Prompt: Reproduce the records below exactly, but only between the lines holding "white sea foam" and "post in water", inclusive.

-- Available records follows --

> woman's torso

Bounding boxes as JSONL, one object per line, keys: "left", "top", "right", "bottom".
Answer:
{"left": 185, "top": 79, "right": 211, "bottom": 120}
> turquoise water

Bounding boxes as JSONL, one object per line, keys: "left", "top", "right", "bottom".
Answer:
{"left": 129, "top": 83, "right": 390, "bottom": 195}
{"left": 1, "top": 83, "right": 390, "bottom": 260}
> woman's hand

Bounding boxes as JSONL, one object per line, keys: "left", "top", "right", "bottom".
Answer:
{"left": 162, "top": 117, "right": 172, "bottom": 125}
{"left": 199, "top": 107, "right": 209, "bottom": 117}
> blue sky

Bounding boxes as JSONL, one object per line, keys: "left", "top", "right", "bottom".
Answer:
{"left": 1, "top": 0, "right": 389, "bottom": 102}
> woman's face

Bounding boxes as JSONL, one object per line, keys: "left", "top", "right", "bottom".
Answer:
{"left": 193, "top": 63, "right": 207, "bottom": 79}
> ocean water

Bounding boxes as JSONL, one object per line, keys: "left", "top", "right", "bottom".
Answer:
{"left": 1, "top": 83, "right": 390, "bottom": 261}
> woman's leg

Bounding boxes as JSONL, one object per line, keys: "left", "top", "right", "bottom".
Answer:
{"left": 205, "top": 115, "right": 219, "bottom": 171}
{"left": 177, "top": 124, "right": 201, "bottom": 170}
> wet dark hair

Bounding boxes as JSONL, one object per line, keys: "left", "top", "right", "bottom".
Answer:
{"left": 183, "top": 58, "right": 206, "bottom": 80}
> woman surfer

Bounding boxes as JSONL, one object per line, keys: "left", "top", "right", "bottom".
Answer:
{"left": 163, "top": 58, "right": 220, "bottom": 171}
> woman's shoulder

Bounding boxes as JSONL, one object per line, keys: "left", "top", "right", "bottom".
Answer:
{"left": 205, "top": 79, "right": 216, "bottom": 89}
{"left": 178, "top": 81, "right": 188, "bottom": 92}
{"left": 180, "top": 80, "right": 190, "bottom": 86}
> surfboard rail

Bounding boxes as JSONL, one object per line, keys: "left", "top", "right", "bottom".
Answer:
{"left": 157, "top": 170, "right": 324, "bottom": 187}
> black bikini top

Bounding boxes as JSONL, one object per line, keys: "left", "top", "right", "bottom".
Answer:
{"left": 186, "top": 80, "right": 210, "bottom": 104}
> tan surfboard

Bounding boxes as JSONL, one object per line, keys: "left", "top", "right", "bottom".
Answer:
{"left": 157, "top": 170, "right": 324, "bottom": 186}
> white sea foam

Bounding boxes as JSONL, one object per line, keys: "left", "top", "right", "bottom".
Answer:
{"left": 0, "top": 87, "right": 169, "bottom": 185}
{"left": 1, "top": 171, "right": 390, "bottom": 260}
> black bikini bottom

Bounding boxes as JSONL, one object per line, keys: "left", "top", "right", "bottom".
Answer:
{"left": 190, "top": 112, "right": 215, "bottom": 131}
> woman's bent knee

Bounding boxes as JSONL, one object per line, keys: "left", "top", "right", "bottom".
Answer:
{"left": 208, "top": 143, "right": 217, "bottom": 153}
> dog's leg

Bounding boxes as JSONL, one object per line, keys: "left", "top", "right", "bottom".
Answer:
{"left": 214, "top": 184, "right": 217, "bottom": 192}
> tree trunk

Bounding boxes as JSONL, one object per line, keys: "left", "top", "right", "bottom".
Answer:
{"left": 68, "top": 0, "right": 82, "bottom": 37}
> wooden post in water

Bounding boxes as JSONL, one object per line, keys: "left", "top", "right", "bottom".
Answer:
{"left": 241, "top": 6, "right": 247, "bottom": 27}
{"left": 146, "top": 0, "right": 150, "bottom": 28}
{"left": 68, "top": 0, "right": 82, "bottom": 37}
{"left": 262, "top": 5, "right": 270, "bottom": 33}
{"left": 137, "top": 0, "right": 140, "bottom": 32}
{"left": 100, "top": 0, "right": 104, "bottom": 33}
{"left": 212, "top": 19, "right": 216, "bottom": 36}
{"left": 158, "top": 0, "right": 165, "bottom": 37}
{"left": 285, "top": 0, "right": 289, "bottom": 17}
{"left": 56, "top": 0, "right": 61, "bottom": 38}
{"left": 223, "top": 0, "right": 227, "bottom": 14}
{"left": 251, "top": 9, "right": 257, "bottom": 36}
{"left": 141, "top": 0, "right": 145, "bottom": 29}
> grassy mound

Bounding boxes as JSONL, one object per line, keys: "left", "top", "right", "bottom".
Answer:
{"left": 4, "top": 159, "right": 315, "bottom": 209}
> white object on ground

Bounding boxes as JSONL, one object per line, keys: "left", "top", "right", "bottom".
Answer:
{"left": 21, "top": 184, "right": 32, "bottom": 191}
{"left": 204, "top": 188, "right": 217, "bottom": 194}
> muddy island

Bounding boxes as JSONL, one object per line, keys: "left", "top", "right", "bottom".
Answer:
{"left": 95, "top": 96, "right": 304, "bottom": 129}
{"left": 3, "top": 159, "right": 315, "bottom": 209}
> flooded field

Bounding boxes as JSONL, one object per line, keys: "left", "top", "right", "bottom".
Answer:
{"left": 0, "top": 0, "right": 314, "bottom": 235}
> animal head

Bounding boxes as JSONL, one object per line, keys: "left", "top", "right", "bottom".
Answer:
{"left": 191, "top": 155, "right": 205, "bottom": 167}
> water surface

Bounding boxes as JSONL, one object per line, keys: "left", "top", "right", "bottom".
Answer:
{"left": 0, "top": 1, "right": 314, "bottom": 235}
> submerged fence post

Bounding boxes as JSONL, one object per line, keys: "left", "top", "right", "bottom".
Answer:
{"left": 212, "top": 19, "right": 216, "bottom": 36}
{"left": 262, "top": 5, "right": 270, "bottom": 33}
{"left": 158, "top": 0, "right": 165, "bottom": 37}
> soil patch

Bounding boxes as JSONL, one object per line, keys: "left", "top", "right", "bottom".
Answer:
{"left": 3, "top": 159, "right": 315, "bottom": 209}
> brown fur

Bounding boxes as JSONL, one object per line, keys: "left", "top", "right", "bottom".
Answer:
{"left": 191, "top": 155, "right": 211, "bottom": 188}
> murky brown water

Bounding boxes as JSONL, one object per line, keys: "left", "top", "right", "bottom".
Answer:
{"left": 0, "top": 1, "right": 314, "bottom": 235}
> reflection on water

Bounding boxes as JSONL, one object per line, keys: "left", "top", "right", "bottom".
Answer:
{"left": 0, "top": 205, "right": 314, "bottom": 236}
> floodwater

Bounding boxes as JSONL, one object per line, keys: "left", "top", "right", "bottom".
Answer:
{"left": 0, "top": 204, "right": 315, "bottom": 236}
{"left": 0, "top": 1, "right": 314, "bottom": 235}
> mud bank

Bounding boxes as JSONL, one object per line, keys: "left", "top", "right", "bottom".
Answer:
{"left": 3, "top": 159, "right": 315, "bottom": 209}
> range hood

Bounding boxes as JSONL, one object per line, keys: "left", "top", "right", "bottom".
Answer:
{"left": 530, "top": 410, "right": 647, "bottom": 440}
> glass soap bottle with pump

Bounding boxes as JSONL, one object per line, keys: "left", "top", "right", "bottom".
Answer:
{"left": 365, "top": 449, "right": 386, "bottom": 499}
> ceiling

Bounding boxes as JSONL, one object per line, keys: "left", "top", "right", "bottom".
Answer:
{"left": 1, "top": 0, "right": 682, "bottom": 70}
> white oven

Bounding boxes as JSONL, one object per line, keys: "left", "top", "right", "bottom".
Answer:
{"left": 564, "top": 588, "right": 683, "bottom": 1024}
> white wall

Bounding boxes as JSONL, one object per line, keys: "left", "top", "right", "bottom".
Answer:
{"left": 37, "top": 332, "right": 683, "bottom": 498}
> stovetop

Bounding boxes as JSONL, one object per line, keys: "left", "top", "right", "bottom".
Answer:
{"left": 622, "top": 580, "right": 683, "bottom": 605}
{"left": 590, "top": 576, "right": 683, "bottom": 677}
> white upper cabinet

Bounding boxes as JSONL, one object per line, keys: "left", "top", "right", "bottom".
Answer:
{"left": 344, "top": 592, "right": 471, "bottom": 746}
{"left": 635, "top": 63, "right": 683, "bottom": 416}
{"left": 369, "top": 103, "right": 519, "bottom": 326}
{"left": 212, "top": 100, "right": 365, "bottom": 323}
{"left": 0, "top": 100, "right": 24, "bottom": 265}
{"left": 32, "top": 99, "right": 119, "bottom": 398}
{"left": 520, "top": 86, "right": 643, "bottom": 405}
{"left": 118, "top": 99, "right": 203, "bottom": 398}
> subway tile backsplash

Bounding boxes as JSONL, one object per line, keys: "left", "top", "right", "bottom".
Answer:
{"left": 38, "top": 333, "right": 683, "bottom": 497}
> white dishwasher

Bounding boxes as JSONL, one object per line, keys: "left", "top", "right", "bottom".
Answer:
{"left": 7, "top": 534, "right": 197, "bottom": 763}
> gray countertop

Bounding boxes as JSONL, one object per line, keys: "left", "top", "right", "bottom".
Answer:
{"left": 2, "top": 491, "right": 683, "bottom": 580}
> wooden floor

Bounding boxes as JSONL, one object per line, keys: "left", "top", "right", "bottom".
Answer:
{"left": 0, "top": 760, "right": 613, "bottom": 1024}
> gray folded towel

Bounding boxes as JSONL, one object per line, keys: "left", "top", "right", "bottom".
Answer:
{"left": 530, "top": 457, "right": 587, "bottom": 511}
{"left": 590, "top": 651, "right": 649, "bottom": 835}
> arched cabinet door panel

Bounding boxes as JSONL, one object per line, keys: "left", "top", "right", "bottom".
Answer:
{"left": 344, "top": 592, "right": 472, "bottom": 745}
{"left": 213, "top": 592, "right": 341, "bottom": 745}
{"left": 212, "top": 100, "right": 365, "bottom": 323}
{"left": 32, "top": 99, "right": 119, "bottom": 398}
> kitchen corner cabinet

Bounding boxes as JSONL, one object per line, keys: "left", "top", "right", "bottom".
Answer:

-- Available records concluded --

Result of the exercise:
> white sea foam

Bounding boxes as JSONL, one object per line, keys: "left", "top", "right", "bottom".
Answer:
{"left": 0, "top": 87, "right": 169, "bottom": 185}
{"left": 1, "top": 171, "right": 390, "bottom": 260}
> black bikini bottom

Bounding boxes as JSONL, one object per line, keys: "left", "top", "right", "bottom".
Answer:
{"left": 190, "top": 112, "right": 215, "bottom": 131}
> woman's bent knee

Bounding boxes as JSONL, one object per line, keys: "left", "top", "right", "bottom".
Answer:
{"left": 208, "top": 143, "right": 217, "bottom": 153}
> dog's leg

Bounding boxes as JSONL, one object per line, keys: "left", "top", "right", "bottom".
Answer:
{"left": 214, "top": 184, "right": 217, "bottom": 192}
> tree trunk

Bounding boxes as JSONL, one object per line, keys: "left", "top", "right", "bottom".
Answer:
{"left": 68, "top": 0, "right": 82, "bottom": 37}
> wooden post in water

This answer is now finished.